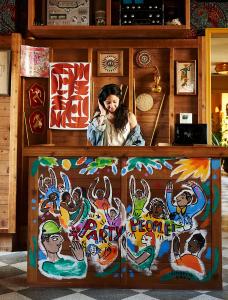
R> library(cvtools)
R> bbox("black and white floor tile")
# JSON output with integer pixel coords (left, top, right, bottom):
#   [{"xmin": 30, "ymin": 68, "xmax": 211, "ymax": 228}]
[{"xmin": 0, "ymin": 176, "xmax": 228, "ymax": 300}]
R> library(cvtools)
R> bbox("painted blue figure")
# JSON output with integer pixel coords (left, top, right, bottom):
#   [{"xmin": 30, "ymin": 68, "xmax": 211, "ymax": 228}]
[
  {"xmin": 165, "ymin": 181, "xmax": 206, "ymax": 230},
  {"xmin": 38, "ymin": 168, "xmax": 74, "ymax": 214},
  {"xmin": 38, "ymin": 168, "xmax": 60, "ymax": 214}
]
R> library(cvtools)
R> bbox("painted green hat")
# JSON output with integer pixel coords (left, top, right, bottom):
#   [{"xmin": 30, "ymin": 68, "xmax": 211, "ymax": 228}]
[{"xmin": 42, "ymin": 220, "xmax": 61, "ymax": 234}]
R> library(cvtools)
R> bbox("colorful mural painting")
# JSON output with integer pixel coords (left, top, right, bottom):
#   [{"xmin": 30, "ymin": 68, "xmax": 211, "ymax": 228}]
[{"xmin": 29, "ymin": 157, "xmax": 220, "ymax": 283}]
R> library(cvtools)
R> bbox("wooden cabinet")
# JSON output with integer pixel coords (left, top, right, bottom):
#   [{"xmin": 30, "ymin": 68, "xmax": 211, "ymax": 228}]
[{"xmin": 28, "ymin": 0, "xmax": 190, "ymax": 39}]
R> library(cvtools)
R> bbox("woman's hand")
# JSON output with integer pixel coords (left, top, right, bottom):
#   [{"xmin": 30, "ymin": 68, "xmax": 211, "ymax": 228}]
[
  {"xmin": 128, "ymin": 112, "xmax": 137, "ymax": 129},
  {"xmin": 98, "ymin": 101, "xmax": 106, "ymax": 116}
]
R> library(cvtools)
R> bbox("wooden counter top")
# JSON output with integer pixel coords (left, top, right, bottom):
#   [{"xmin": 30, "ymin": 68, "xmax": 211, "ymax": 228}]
[{"xmin": 24, "ymin": 145, "xmax": 228, "ymax": 157}]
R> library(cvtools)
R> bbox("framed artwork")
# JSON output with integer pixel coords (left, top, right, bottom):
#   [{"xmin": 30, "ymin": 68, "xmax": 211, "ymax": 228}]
[
  {"xmin": 97, "ymin": 50, "xmax": 123, "ymax": 76},
  {"xmin": 0, "ymin": 49, "xmax": 11, "ymax": 96},
  {"xmin": 175, "ymin": 60, "xmax": 197, "ymax": 95},
  {"xmin": 180, "ymin": 113, "xmax": 192, "ymax": 124}
]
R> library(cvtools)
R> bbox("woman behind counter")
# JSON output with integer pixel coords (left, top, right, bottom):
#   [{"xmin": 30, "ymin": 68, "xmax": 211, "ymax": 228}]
[{"xmin": 87, "ymin": 84, "xmax": 145, "ymax": 146}]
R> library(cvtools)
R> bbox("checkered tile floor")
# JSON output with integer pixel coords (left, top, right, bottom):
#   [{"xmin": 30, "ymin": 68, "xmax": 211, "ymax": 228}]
[{"xmin": 0, "ymin": 176, "xmax": 228, "ymax": 300}]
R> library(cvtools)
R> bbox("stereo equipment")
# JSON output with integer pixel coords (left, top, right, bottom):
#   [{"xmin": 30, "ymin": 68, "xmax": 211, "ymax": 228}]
[
  {"xmin": 174, "ymin": 124, "xmax": 207, "ymax": 145},
  {"xmin": 47, "ymin": 0, "xmax": 89, "ymax": 25},
  {"xmin": 120, "ymin": 0, "xmax": 164, "ymax": 25}
]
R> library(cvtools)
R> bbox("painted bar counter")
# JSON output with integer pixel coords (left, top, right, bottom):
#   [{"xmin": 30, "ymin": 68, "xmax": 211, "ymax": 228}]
[{"xmin": 24, "ymin": 146, "xmax": 228, "ymax": 290}]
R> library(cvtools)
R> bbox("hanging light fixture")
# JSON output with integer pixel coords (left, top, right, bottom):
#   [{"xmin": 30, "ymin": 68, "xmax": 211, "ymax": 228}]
[{"xmin": 215, "ymin": 62, "xmax": 228, "ymax": 75}]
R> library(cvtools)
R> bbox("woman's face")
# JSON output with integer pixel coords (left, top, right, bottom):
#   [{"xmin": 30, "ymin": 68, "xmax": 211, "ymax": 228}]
[{"xmin": 104, "ymin": 95, "xmax": 120, "ymax": 113}]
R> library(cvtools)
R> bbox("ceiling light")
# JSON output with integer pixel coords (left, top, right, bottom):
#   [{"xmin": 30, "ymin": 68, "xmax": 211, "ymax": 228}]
[{"xmin": 215, "ymin": 62, "xmax": 228, "ymax": 75}]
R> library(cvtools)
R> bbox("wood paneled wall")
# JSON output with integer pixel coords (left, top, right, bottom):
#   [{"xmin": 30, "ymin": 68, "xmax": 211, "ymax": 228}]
[{"xmin": 0, "ymin": 33, "xmax": 21, "ymax": 251}]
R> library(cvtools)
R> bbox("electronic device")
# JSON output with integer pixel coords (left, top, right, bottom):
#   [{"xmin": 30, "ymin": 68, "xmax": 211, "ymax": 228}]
[
  {"xmin": 120, "ymin": 0, "xmax": 164, "ymax": 25},
  {"xmin": 47, "ymin": 0, "xmax": 89, "ymax": 25},
  {"xmin": 174, "ymin": 124, "xmax": 207, "ymax": 145}
]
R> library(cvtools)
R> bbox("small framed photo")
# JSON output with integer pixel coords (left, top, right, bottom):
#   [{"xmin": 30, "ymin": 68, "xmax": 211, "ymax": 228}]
[
  {"xmin": 97, "ymin": 50, "xmax": 123, "ymax": 76},
  {"xmin": 175, "ymin": 60, "xmax": 197, "ymax": 95},
  {"xmin": 180, "ymin": 113, "xmax": 192, "ymax": 124},
  {"xmin": 0, "ymin": 49, "xmax": 11, "ymax": 96}
]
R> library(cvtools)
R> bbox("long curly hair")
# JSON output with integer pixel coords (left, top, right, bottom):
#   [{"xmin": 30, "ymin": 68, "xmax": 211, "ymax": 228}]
[{"xmin": 96, "ymin": 83, "xmax": 128, "ymax": 131}]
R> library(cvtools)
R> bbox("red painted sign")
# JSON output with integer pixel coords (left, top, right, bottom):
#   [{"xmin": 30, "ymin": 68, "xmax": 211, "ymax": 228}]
[{"xmin": 49, "ymin": 62, "xmax": 90, "ymax": 130}]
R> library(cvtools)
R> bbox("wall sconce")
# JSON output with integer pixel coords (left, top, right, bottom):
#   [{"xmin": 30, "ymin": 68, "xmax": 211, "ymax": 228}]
[
  {"xmin": 215, "ymin": 62, "xmax": 228, "ymax": 75},
  {"xmin": 152, "ymin": 66, "xmax": 162, "ymax": 93},
  {"xmin": 215, "ymin": 106, "xmax": 220, "ymax": 113}
]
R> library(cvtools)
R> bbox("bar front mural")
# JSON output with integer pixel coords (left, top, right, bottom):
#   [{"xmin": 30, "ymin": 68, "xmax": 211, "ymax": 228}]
[{"xmin": 28, "ymin": 157, "xmax": 221, "ymax": 289}]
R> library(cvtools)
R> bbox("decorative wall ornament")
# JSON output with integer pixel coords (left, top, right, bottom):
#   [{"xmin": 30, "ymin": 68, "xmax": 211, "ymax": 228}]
[
  {"xmin": 176, "ymin": 60, "xmax": 196, "ymax": 95},
  {"xmin": 152, "ymin": 66, "xmax": 162, "ymax": 93},
  {"xmin": 28, "ymin": 83, "xmax": 45, "ymax": 108},
  {"xmin": 135, "ymin": 49, "xmax": 153, "ymax": 68},
  {"xmin": 136, "ymin": 93, "xmax": 154, "ymax": 111},
  {"xmin": 21, "ymin": 45, "xmax": 49, "ymax": 78},
  {"xmin": 29, "ymin": 110, "xmax": 46, "ymax": 133},
  {"xmin": 49, "ymin": 62, "xmax": 90, "ymax": 130},
  {"xmin": 97, "ymin": 50, "xmax": 123, "ymax": 76}
]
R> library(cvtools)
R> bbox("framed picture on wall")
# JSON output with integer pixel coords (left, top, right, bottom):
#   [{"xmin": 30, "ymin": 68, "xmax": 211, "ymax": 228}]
[
  {"xmin": 0, "ymin": 49, "xmax": 11, "ymax": 96},
  {"xmin": 175, "ymin": 60, "xmax": 197, "ymax": 95},
  {"xmin": 97, "ymin": 50, "xmax": 123, "ymax": 76}
]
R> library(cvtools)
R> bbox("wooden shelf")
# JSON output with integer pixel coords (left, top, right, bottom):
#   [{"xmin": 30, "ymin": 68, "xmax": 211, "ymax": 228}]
[
  {"xmin": 28, "ymin": 25, "xmax": 191, "ymax": 39},
  {"xmin": 28, "ymin": 0, "xmax": 190, "ymax": 39}
]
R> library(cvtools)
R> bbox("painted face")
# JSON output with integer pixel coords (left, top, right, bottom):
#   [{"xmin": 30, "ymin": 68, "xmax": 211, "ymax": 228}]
[
  {"xmin": 43, "ymin": 234, "xmax": 64, "ymax": 253},
  {"xmin": 49, "ymin": 193, "xmax": 57, "ymax": 201},
  {"xmin": 188, "ymin": 236, "xmax": 200, "ymax": 253},
  {"xmin": 96, "ymin": 189, "xmax": 104, "ymax": 199},
  {"xmin": 89, "ymin": 245, "xmax": 97, "ymax": 255},
  {"xmin": 104, "ymin": 95, "xmax": 120, "ymax": 113},
  {"xmin": 176, "ymin": 193, "xmax": 188, "ymax": 207},
  {"xmin": 151, "ymin": 203, "xmax": 163, "ymax": 218},
  {"xmin": 110, "ymin": 209, "xmax": 117, "ymax": 219}
]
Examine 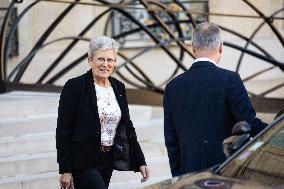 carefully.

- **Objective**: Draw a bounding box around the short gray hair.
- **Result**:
[88,36,119,59]
[192,22,222,51]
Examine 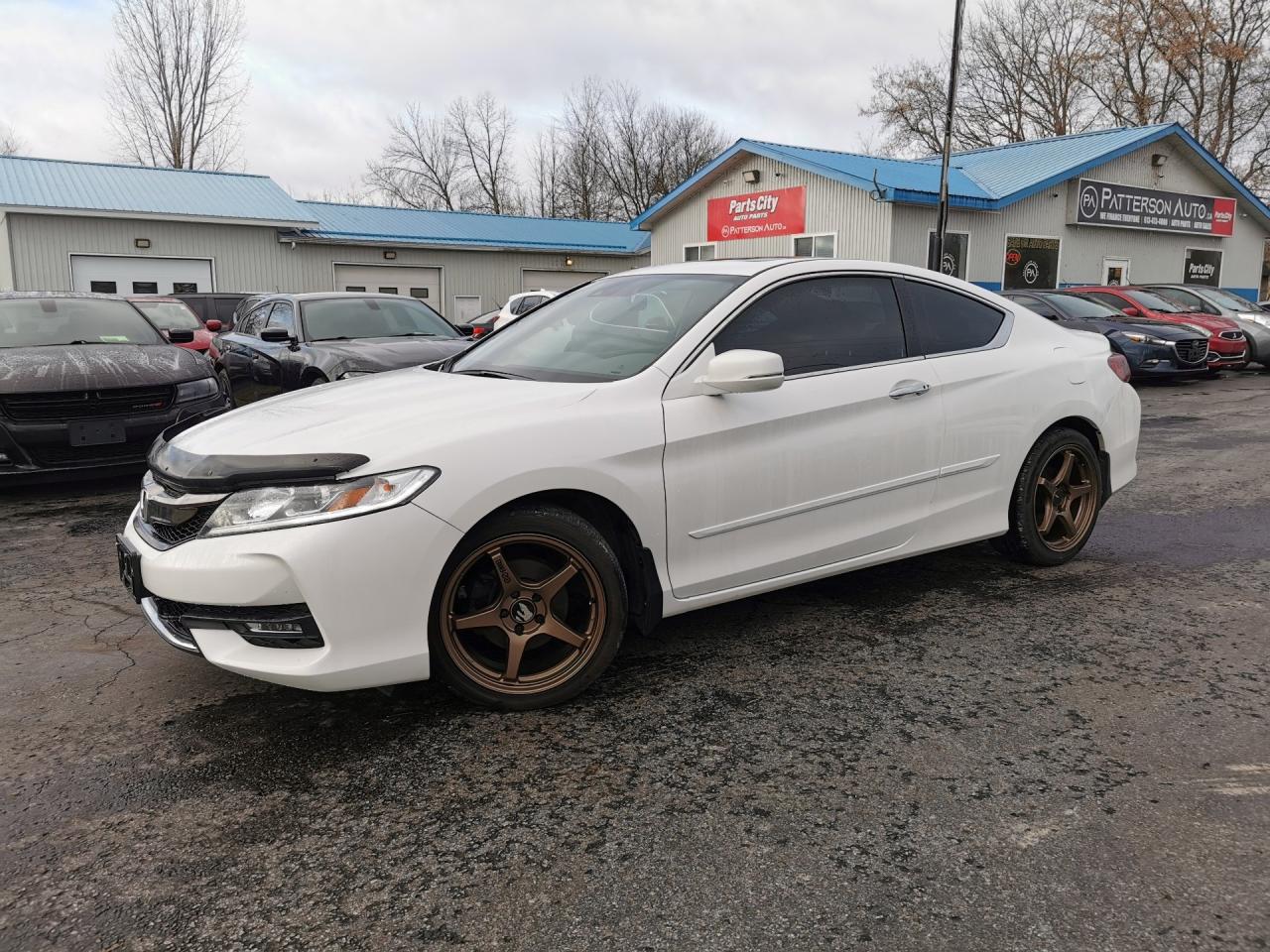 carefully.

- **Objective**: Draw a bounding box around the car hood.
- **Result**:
[172,367,594,471]
[305,337,472,372]
[0,344,212,394]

*TASK DETAILS*: Show every line in the records that contains the word "wall". Case counts.

*TASK RESPONSE*:
R> bbox("wood paneled wall")
R> bbox("wall sconce")
R> bbox("decorative wall ornament")
R> bbox("framed picture on wall")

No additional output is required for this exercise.